- Exercise details
Tell how many lines in the data below include the word "vest". The answer is the number only.

- Records for the exercise
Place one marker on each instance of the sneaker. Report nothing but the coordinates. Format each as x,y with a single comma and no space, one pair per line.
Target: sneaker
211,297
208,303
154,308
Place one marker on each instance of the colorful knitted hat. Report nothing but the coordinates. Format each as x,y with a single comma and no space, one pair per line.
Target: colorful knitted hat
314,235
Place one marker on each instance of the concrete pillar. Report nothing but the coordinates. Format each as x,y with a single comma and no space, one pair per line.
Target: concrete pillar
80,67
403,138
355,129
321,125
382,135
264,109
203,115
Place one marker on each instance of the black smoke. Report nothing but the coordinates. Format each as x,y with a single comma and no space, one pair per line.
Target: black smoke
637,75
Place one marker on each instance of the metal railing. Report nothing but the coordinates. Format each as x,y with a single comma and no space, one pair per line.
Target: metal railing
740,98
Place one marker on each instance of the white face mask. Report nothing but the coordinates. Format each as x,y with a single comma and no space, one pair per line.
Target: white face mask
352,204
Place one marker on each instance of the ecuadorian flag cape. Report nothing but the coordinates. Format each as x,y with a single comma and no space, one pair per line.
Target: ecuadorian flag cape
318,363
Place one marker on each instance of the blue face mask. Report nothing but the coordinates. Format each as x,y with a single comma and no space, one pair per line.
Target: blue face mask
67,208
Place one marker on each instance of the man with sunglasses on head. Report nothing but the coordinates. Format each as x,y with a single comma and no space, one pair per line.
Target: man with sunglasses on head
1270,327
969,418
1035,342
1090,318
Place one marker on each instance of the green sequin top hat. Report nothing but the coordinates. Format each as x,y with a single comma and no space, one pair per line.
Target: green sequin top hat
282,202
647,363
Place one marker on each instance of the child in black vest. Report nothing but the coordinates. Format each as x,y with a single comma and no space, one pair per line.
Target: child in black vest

- Result for this task
2